Trecho da página =>
'Vovó viajante' de Maringá roda o mundo dentro de um carro
A “vovó viajante”, que prefere não criar roteiros, se permite voltar aos destinos preferidos e descobrir as belezas que a estrada reserva, sem pressa. | Foto: Arquivo Pessoal

Aos 67 anos

'Vovó viajante' de Maringá roda o mundo dentro de um carro

Cidade por Brenda Caramaschi em 03/09/2025 - 09:42

Aos 67 anos, a viajante maringaense Roseli Jardim conheceu 13 estados brasileiros e rodou por outros três países nos últimos três anos - tudo isso a bordo de um carro pequeno, sozinha, contando apenas com a companhia dos bichos de estimação em parte do trajeto. Todas as viagens são bancadas apenas com a aposentadoria que recebe.

Roseli Jardim trabalhou no comércio por boa parte da vida, foi casada por 25 anos, criou dois filhos e viu os três netos crescerem. Depois de se separar, se mudou para um pequeno contêiner, uma quitinete, no terreno de um irmão, mas o sonho, de verdade, era fazer a vida caber na mala. [ouça o áudio acima]

Sem carro grande, sem motorhome, sem mesmo fazer uma grande economia para juntar uma reserva financeira, ela entrou no Chevrolet Onix 1.0 que dirigia acompanhada de um galo e uma cachorrinha de estimação e pegou estrada sem destino certo e sem data para voltar. [ouça o áudio acima]

Aos filhos, Roseli disse apenas que viajaria até Porto Seguro, na Bahia, mas não deu muitas explicações. A primeira parada foi em Brasília, de lá, seguiu para o Espírito Santo passando por Minas Gerais e, depois, começou a subir pelo litoral nordestino, chegando até o Maranhão. No banco de trás, em uma gaiola, seguia o galo que ela tinha em casa e havia comprado para “pegar escorpiões” e no banco do passageiro seguia Fada, a cachorrinha que chegou na vida de Roseli ainda filhote. Mas a primeira sensação, ao fechar a porta do carro sem rumo e sem volta certa, era uma só: medo. [ouça o áudio acima]

O percurso durou sete meses e, pela estrada e nas paradas, ela ia fazendo amizades. Roseli só voltou para Maringá porque o irmão, com quem ela dividia o terreno onde vivia na cidade, faleceu. A experiência de viver em um carro mostrou que, mesmo morando em uma quitinete, ela tinha muito mais coisas do que precisava. [ouça o áudio acima]

Roseli bolou um novo roteiro inicial, se desfez do que tinha, doando móveis para os filhos e deixou o galo de estimação na casa de um deles, que morava no sítio. O galinho acabou morrendo tempos depois, atacado por cães, mas a cadelinha Fada, já idosa, estava novamente no banco do passageiro quando, em fevereiro de 2024, a maringaense embarcou na nova aventura com um destino em mente: Ushuaia, uma cidade turística na Argentina que fica no arquipélago da Terra do Fogo, no extremo sul da América do Sul, conhecido como "fim do mundo".

Dados em estudo =>
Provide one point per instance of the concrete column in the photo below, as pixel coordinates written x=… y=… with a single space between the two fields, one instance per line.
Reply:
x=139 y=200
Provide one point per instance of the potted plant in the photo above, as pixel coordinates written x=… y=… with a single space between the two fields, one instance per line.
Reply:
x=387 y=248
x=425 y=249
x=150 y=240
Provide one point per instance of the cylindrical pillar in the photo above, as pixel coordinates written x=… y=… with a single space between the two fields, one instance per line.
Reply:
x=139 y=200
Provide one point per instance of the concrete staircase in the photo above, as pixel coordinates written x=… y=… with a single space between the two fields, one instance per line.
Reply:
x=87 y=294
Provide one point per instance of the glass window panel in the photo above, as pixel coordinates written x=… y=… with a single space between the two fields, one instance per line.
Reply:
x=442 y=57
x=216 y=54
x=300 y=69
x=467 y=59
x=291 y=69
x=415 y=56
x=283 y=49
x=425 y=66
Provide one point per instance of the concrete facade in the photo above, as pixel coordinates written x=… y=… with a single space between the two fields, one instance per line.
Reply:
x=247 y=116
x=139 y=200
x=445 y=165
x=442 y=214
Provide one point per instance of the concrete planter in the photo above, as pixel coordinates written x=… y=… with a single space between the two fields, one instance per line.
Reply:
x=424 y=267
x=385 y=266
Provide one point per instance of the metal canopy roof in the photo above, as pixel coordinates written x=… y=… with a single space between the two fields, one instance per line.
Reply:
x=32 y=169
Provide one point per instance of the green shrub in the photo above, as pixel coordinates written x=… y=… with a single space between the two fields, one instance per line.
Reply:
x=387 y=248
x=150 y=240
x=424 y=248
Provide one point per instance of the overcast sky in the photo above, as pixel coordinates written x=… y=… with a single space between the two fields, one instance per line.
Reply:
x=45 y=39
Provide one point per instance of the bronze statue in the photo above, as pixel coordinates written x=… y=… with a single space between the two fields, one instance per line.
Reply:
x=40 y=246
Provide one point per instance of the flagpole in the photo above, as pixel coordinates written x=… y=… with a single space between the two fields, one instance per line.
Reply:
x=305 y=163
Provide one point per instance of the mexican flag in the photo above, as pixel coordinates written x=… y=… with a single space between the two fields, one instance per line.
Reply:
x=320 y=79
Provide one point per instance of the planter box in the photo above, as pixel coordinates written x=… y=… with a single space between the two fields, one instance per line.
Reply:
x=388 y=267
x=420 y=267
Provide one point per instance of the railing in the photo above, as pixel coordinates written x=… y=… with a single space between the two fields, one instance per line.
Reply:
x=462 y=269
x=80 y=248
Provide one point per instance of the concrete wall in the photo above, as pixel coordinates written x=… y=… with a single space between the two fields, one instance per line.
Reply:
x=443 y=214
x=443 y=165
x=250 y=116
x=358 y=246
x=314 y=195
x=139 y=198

Tarefas a fazer =>
1: Segundo a reportagem sobre a vovó viajante de Maringá, por que Roseli voltou para Maringá ao fim da primeira viagem?
2: Escreva a continuação da reportagem sobre a vovó viajante de Maringá, começando depois da última frase.

Respostas do exercício =>
1: Porque o irmão com quem ela dividia o terreno onde morava faleceu.

2:
O sonho parecia distante, mas aos poucos, ela foi percorrendo o Sul do Brasil. Passou um tempo em Urubici (SC), ficou um período em Gramado (RS), passou por Uruguaiana, saindo das terras gaúchas e, em janeiro de 2025, entrou na Argentina. Ao chegar ao país vizinho, ela se apavorou. [ouça o áudio acima]

Roseli conheceu dois casais de catarinenses e um de baianos pelo caminho e todos seguiriam para Ushuaia. Decidiram ir juntos. [ouça o áudio acima]

Uma semana depois, a maringaense decidiu se separar do grupo, porque queria conhecer uma rota que não fazia parte do roteiro deles: a Carretera Austral, uma rota cênica famosa pelas paisagens deslumbrantes, incluindo montanhas, geleiras, lagos e florestas, e que é considerada uma das estradas mais bonitas do mundo. Normalmente, essa rota é feita a partir de Puerto Montt, no Chile, mas Roseli faria o trajeto em sentido inverso. Chegando no Chile, em um local sem muita estrutura, a cachorrinha de estimação de Roseli, que já tinha problemas cardíacos, teve uma crise. Sem veterinários por perto, com quase 12 anos, Fada não resistiu. [ouça o áudio acima]

Apesar da tristeza, a viajante decidiu seguir. Foi até o deserto do Atacama, porém cruzando o Chile, em um trajeto não convencional. [ouça o áudio acima]

Roseli conta que ouviu até de viajantes profissionais, como caminhoneiros, que eles não teriam a mesma coragem que ela tem, em desbravar as estradas sem roteiro definido e sem nenhuma companhia ao lado. Em todo esse tempo na estrada, com mais de 20 mil quilômetros rodados, o carro em que ela vive não deu um único problema mecânico. 

Do Chile, a viajante maringaense passou pela Cordilheira dos Andes e seguiu pela Ruta 40, na Argentina, até o Uruguai e voltou para o Brasil para poder comprar remédios de uso contínuo que, segundo ela, são caros demais nos países vizinhos. Aqui, vai aproveitar para fazer um check up médico para garantir que a saúde está em dia. Ela entrou pelo Chuí, no extremo sul do Brasil, passou um tempo em Pelotas (RS), seguiu para o litoral gaúcho e conversou conosco diretamente de um camping em Gramado, onde ela passou as últimas semanas. Depois dali, Roseli segue sem saber para onde vai. 

A intenção dela é trocar o Onix que a acompanhou até aqui, e que tem servido de casa no último ano e meio, por um carro mais espaçoso. Mas não é para carregar mais coisas, não, já que ela garante que, muito do que levou para a viagem, acabou nem usando. Para o carro se transformar em casa, o banco foi adaptado para virar uma cama e, embaixo dela há um nicho para guardar roupas, calçados, e os crochês, que ela faz pelo caminho.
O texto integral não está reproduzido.